- Text:
· · · · · · ·

A teenager from Madagascar has spoken of how she was kidnapped, drugged and raped for two months after meeting a man she had spoken to online.
'Jenny', 17, from Antananarivo, the capital of Madagascar, had been talking to the 28-year-old on Facebook for six months, and when he asked, she agreed to meet him.
She spent the first two weeks in captivity unconscious, after which she remembers being repeatedly raped, abused and fed drugs to force her into submission and stop her escaping.
I had more than 310 friends on Facebook. I didn't know over a hundred of them. I just wanted to have many friends on Facebook,' Jenny, which is not her real name, said.
She accepted a friend request from a 28-year-old man she did not know, and the pair began chatting on the social network.
'My parents didn't know that I was talking to strangers on Facebook. The 28-year-old guy came and told me to follow him.'
Over the following six months, Jenny talked to her new Facebook friend a lot, and when she needed help she reached out to him.
She had failed an exam at school, and her teacher had told her he wanted more than £200 in exchange for giving her a pass - money Jenny simply did not have.
So she turned to her Facebook friend, and he agreed to help her.
'He kidnapped me and kept me locked in his house for two months. I was unconscious for two weeks.'I dreamt that my mother died so I tried to escape but I couldn't. I could never go out and he abused me. He raped me during these two months. I used to cry a lot after what he did to me.'I could not expect that the man whom I spoke to on Facebook for six months could have done such bad things to me.

· · · · · · ·

- Data for analysis:
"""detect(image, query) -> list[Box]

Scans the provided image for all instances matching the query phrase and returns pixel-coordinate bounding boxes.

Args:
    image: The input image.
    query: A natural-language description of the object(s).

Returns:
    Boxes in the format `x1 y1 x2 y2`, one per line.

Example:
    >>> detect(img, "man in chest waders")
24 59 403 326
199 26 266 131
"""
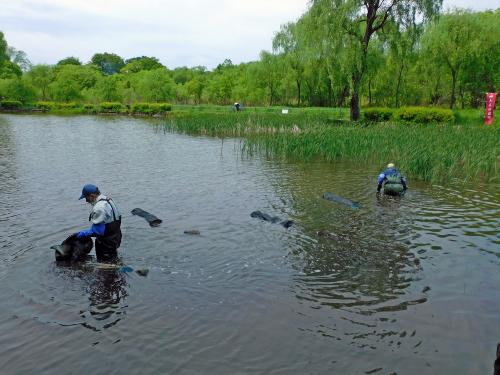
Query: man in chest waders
377 163 407 195
77 184 122 262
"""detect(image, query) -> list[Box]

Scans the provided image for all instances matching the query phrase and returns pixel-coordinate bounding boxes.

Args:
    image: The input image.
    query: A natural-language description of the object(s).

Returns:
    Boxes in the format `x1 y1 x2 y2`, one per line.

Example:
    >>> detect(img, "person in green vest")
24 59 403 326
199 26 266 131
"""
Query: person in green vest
377 163 408 195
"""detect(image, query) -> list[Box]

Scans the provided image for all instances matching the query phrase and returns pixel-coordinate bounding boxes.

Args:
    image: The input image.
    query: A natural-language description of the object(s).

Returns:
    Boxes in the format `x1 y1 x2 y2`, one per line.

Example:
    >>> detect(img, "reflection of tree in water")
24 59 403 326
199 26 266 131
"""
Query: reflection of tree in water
56 264 128 331
266 163 425 314
87 269 128 329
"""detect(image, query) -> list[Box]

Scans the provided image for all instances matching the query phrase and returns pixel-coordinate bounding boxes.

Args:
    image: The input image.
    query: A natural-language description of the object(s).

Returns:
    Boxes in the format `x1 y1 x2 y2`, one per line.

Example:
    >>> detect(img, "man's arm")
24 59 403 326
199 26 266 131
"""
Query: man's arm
377 173 385 193
76 223 106 238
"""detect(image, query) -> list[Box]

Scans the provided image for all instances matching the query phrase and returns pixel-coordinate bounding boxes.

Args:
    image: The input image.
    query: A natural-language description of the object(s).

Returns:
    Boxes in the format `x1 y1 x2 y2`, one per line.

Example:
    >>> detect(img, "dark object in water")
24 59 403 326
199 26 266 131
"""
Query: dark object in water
135 268 149 277
131 208 161 227
89 263 149 277
323 193 360 210
250 211 293 228
51 233 94 262
384 184 406 197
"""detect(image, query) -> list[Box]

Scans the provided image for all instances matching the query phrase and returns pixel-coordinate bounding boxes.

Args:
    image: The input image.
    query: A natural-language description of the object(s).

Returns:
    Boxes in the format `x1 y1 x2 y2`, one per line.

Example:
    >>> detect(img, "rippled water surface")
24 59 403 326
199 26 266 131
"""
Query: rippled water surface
0 115 500 374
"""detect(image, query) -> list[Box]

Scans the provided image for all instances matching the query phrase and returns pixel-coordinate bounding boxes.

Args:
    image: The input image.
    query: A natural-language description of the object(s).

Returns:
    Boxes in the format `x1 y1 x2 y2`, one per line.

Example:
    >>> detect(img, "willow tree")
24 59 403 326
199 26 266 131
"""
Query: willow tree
312 0 442 121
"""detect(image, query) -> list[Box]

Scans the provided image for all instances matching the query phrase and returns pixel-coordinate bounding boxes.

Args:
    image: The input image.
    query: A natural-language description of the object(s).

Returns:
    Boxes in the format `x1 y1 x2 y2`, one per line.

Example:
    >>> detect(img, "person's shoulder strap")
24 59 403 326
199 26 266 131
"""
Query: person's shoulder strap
98 198 116 221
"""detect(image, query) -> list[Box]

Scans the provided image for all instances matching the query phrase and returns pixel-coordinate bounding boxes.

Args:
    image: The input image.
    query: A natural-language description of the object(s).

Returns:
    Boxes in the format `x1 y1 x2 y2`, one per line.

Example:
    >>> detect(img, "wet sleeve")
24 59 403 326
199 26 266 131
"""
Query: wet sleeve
90 223 106 236
377 173 385 191
91 207 106 224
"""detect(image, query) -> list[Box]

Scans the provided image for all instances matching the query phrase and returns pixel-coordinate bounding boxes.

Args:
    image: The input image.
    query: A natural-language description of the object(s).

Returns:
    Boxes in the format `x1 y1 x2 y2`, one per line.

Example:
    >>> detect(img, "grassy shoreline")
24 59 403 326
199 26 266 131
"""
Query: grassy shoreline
165 110 500 182
0 105 500 182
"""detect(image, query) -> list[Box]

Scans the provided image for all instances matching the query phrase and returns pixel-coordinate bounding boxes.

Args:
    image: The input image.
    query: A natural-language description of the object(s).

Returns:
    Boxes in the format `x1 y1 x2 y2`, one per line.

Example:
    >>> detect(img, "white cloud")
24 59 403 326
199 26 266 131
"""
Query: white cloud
0 0 500 68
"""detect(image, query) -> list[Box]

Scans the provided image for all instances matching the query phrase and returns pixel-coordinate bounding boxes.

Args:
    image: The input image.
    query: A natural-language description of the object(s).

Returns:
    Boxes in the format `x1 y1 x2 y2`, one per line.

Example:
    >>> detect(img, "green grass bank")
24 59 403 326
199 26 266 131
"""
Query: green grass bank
165 106 500 182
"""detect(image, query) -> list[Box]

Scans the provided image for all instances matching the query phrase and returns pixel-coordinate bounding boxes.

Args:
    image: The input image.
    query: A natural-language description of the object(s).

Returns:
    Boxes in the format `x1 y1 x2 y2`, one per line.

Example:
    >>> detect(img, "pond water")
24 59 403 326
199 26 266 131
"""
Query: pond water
0 114 500 374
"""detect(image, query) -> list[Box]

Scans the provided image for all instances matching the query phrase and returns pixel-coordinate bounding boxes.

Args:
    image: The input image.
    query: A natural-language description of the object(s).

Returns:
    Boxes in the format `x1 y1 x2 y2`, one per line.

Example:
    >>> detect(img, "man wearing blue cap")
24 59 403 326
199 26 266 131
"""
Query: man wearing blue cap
377 163 407 195
77 184 122 262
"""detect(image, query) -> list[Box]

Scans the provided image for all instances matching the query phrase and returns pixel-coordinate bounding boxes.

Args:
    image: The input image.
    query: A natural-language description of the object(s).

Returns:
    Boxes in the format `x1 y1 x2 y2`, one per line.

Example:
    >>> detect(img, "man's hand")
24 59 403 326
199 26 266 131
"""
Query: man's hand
76 229 92 238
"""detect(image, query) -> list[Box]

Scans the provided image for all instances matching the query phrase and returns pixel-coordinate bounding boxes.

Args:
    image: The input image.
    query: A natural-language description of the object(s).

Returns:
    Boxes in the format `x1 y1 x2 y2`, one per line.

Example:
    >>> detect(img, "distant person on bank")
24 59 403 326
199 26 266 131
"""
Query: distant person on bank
377 163 407 195
77 184 122 262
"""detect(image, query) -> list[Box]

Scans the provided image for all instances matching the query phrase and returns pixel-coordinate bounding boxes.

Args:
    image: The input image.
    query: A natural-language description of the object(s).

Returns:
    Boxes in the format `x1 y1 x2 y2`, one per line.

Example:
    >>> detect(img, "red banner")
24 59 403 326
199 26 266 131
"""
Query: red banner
484 92 497 125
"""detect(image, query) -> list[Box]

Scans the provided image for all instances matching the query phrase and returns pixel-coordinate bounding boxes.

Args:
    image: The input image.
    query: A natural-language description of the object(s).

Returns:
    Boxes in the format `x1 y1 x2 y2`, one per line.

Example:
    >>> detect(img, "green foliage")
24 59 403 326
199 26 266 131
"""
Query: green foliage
90 52 125 75
131 103 172 115
56 56 82 67
99 102 123 113
121 56 165 74
26 65 55 100
56 102 79 110
0 31 9 69
35 102 56 112
82 104 98 114
0 100 23 110
394 107 454 124
0 77 36 103
94 75 123 102
134 69 175 102
49 64 100 102
0 61 23 79
0 8 500 110
363 107 394 122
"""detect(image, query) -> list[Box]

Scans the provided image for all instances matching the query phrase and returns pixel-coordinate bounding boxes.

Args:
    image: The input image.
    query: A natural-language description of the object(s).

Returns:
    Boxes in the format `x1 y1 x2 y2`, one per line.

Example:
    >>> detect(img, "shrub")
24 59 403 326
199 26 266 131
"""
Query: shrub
82 104 97 113
99 102 123 112
0 100 23 109
55 102 78 109
394 107 454 124
149 103 172 113
35 102 56 112
131 103 149 113
131 103 172 115
363 108 394 122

· · · · · · ·

- Problem: Reproduce the passage from the article about the Madagascar teenager above, starting with "She spent the" and going on through "the social network.".

- Answer to the problem:
She spent the first two weeks in captivity unconscious, after which she remembers being repeatedly raped, abused and fed drugs to force her into submission and stop her escaping.
I had more than 310 friends on Facebook. I didn't know over a hundred of them. I just wanted to have many friends on Facebook,' Jenny, which is not her real name, said.
She accepted a friend request from a 28-year-old man she did not know, and the pair began chatting on the social network.